**Brief**
Extract each line of the records below that contains the word "guitar", and list those lines in their original order.

◇ ◇ ◇ ◇ ◇

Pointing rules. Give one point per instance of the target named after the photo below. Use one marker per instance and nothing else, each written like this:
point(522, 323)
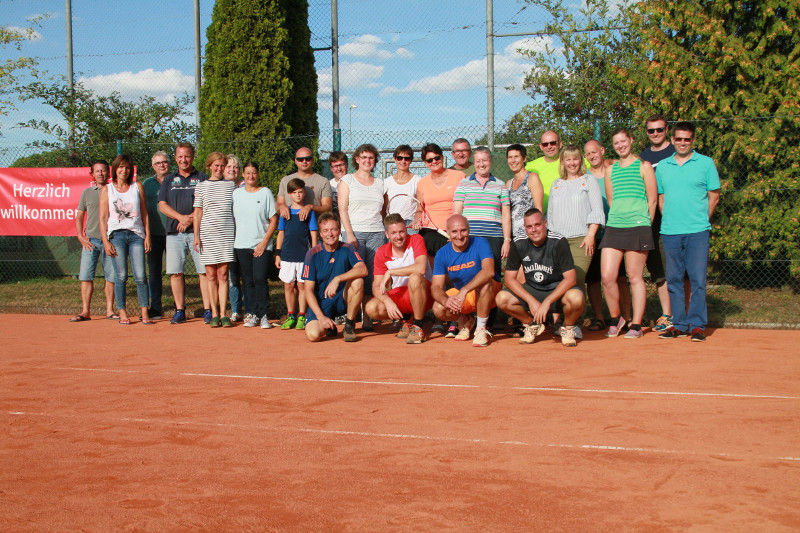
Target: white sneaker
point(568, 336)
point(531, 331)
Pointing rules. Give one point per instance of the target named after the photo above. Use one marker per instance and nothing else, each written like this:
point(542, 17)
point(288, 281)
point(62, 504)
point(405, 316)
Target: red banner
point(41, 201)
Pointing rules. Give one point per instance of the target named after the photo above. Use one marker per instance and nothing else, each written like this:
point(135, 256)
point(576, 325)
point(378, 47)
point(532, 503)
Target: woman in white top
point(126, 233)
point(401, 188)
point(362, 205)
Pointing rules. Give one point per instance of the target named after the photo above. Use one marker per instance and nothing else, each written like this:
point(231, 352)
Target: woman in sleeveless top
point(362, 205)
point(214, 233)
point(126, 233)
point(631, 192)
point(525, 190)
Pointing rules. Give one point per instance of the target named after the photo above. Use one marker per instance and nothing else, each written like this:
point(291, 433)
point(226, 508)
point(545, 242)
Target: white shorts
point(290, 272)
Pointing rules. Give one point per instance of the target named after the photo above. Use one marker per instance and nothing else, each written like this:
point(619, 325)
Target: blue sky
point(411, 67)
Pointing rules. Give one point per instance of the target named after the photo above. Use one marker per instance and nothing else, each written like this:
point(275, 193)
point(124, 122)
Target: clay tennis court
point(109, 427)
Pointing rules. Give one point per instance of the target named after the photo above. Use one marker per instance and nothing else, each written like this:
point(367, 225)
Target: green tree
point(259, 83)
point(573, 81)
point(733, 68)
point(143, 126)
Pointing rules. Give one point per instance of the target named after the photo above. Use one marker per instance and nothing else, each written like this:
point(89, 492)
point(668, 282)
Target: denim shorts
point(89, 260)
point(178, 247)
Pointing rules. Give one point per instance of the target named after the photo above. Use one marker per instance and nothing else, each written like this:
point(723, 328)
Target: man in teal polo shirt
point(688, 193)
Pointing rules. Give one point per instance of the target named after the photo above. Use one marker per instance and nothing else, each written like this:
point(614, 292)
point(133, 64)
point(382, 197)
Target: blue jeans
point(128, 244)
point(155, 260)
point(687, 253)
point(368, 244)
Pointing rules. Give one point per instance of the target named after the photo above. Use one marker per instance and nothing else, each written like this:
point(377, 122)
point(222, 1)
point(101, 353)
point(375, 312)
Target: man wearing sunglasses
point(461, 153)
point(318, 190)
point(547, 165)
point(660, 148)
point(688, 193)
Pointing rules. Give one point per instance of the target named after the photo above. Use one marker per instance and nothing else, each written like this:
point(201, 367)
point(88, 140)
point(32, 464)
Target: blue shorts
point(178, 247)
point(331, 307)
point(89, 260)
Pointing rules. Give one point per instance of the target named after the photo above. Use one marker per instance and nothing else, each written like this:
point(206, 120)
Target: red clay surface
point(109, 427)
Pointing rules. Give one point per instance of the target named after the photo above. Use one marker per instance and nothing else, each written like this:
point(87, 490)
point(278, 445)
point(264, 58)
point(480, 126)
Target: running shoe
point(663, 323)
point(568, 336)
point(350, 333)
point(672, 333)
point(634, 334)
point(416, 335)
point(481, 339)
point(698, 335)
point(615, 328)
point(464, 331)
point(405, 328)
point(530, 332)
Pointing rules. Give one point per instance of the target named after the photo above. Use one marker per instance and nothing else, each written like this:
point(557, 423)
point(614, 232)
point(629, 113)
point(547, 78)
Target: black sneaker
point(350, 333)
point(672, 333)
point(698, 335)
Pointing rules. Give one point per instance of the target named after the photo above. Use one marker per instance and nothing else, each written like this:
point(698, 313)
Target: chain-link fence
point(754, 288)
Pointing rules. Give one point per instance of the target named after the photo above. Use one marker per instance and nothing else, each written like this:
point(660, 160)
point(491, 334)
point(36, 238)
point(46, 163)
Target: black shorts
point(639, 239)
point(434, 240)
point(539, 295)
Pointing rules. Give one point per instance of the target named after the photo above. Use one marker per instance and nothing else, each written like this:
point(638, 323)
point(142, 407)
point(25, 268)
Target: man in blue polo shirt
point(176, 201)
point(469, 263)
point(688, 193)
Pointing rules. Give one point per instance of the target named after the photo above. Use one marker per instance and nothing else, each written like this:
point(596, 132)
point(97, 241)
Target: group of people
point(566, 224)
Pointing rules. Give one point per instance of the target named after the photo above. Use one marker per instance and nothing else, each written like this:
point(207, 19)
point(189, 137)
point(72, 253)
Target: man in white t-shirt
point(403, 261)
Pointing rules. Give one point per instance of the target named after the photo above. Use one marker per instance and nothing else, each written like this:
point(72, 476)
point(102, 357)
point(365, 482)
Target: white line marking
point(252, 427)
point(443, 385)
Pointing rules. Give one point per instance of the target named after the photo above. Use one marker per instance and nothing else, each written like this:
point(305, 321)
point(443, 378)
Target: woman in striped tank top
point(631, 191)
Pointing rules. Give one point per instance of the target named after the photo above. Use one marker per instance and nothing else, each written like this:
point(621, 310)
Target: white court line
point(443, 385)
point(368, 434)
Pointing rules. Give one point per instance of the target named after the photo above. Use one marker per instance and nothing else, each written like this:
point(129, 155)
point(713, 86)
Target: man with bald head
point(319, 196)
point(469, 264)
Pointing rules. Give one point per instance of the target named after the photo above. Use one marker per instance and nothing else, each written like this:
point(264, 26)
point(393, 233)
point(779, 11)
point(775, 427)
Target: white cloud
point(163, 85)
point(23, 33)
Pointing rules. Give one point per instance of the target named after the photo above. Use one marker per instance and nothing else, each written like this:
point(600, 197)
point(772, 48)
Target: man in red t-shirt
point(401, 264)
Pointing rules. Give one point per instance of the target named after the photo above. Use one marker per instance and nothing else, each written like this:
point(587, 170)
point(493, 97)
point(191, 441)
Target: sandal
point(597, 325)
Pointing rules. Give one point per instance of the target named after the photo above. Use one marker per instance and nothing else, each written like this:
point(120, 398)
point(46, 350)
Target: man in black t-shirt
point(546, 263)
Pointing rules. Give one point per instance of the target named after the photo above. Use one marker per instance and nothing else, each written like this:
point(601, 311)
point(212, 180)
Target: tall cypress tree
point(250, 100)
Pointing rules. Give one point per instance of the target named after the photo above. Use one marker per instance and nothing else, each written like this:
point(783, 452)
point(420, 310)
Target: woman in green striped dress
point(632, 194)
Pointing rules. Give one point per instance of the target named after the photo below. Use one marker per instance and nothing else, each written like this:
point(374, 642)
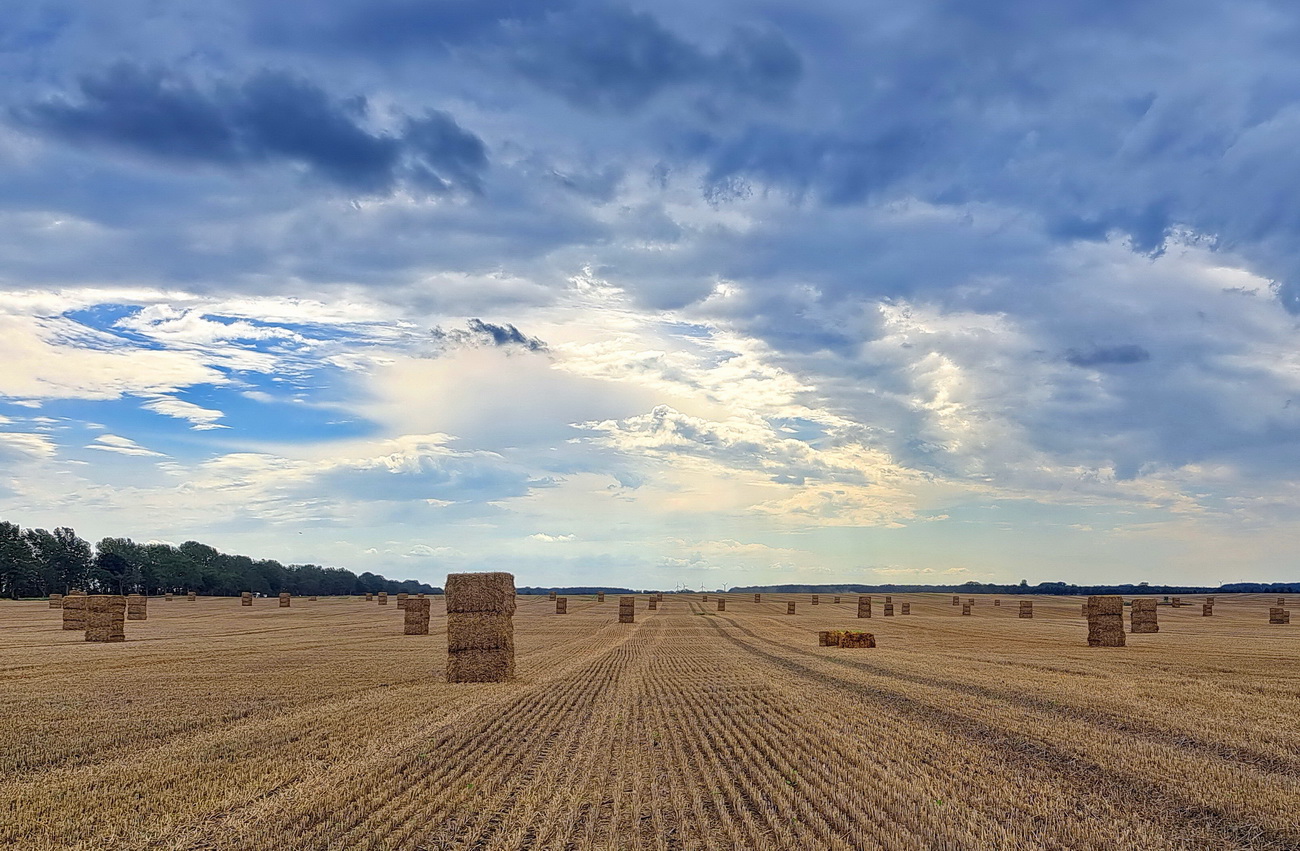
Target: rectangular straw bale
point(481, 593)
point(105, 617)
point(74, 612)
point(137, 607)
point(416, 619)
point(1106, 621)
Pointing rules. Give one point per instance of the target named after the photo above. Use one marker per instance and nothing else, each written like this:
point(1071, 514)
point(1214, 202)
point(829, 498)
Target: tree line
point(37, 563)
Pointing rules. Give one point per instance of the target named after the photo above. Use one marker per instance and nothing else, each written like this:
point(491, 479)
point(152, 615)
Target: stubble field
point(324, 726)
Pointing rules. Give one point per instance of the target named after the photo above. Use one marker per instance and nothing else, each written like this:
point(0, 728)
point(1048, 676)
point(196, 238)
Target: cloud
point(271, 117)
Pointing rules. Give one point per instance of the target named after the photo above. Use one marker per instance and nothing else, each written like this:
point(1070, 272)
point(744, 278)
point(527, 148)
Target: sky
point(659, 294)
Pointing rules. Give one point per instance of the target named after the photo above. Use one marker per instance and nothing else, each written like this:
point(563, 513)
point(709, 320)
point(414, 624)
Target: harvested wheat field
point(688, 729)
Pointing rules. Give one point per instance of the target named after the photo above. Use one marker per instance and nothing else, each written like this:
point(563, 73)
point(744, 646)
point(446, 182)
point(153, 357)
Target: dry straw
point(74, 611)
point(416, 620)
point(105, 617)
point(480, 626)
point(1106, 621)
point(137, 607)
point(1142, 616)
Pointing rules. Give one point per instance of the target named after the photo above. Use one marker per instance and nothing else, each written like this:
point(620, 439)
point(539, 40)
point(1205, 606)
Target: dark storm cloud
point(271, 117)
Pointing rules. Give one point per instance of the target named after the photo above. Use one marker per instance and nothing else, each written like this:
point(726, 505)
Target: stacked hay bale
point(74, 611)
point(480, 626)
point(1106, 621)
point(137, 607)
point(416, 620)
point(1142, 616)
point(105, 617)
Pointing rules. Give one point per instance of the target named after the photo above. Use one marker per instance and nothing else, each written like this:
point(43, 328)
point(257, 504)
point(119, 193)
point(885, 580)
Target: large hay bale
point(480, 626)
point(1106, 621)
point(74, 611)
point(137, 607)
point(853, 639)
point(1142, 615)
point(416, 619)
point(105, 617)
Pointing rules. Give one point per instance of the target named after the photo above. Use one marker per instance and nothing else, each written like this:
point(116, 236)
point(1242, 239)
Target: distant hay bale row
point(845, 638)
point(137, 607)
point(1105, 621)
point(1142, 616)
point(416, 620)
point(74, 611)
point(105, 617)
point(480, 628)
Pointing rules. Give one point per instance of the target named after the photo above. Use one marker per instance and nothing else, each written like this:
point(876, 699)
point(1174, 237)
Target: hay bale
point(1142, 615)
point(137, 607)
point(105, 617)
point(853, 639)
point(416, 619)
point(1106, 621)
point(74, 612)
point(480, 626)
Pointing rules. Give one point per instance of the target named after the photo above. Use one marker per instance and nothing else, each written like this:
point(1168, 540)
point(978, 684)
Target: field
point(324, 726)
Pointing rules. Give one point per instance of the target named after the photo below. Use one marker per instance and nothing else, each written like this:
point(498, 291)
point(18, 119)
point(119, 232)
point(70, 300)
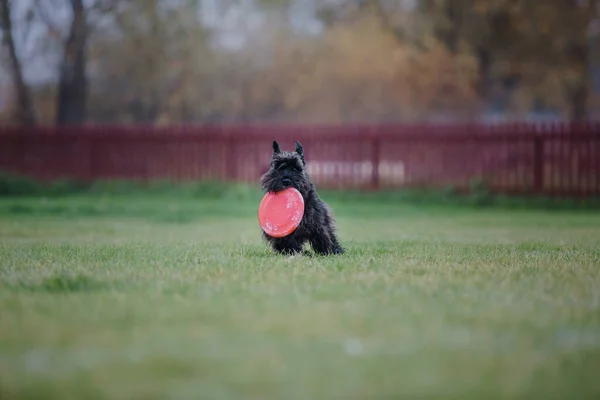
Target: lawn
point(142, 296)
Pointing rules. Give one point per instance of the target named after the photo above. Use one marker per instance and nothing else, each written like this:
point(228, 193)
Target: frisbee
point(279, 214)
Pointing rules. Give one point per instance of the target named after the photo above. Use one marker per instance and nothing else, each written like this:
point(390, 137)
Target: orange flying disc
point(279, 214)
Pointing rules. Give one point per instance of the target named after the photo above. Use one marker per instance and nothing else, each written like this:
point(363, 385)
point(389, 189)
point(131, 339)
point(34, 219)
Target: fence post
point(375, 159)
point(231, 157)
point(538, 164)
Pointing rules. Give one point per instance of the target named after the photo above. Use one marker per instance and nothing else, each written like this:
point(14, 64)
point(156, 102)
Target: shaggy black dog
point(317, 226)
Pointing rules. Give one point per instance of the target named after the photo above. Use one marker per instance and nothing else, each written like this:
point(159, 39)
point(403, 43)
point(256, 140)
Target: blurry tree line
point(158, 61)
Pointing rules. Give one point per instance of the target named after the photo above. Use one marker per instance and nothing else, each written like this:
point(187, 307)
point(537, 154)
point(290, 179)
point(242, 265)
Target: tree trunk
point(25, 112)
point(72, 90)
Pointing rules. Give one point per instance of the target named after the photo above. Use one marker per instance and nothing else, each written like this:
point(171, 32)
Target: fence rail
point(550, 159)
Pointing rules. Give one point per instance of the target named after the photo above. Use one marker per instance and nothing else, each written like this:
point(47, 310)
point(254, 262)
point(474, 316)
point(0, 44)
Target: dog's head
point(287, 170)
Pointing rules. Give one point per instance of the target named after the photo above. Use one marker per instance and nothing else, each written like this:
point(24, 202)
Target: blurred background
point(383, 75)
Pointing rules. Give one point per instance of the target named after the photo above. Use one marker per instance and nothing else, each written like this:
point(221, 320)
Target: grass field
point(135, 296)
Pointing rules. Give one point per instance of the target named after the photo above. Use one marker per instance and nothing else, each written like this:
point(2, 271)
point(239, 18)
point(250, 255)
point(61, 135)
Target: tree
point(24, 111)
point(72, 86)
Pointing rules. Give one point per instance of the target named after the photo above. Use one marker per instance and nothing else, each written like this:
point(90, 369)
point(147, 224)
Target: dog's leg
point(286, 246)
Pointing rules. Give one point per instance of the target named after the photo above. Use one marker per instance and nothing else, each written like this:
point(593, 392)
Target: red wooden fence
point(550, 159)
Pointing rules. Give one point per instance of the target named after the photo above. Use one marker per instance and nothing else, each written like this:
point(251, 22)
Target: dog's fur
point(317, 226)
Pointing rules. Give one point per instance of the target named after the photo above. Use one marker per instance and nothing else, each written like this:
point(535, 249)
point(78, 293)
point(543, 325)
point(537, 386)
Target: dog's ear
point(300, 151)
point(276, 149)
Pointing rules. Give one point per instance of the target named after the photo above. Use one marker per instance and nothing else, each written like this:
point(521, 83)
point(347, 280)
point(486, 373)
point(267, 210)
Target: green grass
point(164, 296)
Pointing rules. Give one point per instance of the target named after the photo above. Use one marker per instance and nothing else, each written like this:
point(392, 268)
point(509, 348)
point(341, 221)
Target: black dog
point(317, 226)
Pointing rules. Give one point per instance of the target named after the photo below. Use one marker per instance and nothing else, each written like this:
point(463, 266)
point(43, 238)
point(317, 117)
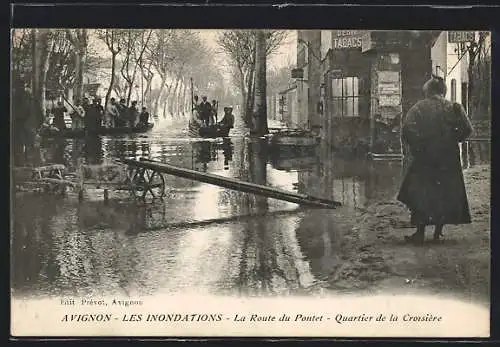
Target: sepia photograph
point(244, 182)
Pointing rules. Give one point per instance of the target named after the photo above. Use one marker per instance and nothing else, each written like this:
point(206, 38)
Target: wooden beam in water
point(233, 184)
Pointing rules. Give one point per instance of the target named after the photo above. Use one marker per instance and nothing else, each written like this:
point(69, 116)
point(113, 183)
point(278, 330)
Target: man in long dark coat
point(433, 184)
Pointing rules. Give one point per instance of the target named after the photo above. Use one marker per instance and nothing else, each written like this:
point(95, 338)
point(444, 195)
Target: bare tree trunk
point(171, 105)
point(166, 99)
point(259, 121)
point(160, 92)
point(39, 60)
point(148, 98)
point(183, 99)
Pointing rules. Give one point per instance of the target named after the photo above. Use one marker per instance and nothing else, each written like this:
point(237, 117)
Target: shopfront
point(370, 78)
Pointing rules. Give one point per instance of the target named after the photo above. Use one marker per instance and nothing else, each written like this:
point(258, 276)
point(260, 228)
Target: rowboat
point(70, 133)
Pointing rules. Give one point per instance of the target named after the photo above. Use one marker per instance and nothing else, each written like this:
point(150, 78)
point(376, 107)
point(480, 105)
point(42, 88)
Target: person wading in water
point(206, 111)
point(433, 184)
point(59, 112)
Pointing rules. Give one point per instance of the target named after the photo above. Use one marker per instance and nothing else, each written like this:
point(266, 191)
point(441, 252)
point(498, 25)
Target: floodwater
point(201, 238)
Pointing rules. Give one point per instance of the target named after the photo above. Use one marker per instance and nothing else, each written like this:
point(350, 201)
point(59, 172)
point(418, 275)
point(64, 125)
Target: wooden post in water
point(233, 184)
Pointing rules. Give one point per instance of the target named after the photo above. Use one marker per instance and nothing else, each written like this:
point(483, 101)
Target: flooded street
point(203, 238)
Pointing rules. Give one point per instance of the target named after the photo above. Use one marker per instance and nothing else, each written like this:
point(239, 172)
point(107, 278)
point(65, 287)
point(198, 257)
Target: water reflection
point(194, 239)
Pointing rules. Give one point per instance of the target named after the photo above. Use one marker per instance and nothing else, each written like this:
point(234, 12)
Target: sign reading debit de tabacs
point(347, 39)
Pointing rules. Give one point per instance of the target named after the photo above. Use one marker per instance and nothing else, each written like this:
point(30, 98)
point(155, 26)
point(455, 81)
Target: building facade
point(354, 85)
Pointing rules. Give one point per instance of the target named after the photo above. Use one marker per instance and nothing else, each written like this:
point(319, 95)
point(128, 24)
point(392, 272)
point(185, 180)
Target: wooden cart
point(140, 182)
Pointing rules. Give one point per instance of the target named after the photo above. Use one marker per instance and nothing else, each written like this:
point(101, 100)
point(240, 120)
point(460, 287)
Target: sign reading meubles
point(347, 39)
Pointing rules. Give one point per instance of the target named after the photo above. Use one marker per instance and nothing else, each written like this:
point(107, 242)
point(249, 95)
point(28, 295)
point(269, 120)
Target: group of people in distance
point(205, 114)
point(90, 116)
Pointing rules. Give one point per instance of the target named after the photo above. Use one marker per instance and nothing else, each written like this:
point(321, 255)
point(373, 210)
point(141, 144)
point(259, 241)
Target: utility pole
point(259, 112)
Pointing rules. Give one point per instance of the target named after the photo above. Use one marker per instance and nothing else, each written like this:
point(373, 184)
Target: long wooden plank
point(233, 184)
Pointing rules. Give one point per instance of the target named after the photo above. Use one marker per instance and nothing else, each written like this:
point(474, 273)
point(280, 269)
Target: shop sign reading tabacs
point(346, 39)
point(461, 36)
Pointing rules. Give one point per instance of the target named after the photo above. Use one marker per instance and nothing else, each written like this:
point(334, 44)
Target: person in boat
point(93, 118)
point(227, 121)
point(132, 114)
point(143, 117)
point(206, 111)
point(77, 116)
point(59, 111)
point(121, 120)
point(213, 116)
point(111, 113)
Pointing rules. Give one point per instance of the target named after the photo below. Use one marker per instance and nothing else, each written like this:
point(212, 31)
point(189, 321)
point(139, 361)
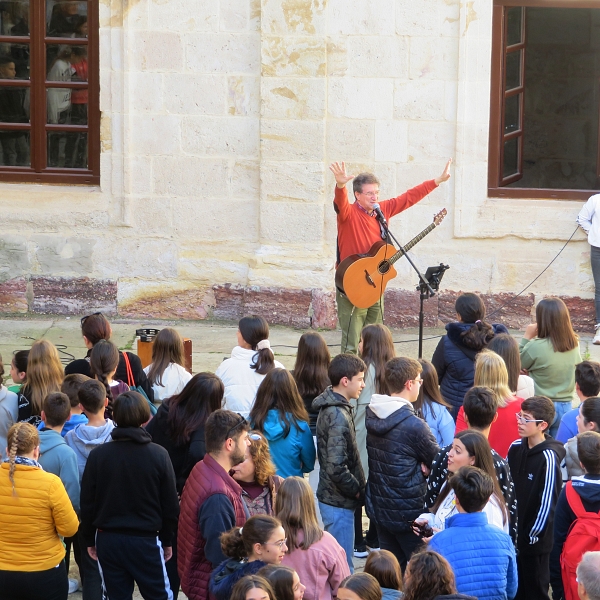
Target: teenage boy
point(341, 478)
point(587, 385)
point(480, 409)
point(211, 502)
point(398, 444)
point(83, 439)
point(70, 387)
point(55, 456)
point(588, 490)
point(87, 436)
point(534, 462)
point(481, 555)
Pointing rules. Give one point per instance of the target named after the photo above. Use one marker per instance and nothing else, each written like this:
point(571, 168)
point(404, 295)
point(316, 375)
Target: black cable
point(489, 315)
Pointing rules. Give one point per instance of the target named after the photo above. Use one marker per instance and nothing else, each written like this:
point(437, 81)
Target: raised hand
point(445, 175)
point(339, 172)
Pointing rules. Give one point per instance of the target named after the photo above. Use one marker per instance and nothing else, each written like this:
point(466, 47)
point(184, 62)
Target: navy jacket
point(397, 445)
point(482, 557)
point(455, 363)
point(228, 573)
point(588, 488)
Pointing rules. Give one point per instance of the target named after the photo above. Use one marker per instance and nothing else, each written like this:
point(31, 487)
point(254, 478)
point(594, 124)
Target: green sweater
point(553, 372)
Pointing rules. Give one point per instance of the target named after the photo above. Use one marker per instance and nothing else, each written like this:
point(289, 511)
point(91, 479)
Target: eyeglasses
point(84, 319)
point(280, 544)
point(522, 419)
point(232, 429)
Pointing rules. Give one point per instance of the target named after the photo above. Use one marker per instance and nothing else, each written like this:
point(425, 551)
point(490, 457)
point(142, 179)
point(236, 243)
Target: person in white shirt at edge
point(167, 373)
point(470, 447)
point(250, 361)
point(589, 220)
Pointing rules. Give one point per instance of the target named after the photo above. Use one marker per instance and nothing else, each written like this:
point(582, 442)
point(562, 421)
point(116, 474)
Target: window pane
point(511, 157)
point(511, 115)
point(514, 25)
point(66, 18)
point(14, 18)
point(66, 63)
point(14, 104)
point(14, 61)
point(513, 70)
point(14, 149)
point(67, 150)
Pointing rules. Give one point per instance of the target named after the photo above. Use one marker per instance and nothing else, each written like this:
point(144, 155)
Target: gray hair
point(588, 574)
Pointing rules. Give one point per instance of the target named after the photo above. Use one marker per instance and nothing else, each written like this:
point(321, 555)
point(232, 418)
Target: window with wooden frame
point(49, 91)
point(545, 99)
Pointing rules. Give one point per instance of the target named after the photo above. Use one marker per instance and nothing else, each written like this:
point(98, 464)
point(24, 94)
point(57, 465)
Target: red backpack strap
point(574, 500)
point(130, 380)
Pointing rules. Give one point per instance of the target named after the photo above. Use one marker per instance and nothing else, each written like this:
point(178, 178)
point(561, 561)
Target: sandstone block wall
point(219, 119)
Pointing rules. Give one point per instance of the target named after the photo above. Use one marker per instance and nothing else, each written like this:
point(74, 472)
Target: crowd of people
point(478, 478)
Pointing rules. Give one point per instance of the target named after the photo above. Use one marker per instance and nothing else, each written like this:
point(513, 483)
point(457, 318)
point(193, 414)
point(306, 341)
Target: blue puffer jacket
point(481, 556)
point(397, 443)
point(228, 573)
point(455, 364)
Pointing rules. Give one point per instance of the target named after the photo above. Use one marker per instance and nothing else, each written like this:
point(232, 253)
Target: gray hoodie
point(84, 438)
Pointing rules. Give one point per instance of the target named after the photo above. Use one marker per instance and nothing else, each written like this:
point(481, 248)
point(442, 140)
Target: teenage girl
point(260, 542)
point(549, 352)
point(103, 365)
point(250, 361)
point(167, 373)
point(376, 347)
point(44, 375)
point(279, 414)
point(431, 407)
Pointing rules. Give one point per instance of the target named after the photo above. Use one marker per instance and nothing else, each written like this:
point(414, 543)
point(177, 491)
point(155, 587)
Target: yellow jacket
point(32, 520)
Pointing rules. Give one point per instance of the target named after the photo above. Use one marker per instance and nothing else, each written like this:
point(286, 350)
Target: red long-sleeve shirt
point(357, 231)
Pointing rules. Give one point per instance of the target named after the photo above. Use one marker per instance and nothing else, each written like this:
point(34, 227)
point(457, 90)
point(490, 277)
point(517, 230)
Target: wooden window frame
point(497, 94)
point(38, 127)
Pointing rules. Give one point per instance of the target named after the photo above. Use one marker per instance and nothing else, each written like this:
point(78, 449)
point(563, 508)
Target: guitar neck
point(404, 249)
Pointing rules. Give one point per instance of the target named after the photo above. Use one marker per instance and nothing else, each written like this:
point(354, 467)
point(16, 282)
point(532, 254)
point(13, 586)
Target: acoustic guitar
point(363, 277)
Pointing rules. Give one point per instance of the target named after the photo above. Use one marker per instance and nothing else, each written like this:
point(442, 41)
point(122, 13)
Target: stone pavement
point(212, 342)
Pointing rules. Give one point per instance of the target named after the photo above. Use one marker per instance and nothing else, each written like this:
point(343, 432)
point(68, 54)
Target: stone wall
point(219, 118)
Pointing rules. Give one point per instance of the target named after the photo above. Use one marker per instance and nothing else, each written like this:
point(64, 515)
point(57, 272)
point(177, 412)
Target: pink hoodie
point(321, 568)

◇ ◇ ◇ ◇ ◇

**The output**
Target: guitar neck
Target: acoustic guitar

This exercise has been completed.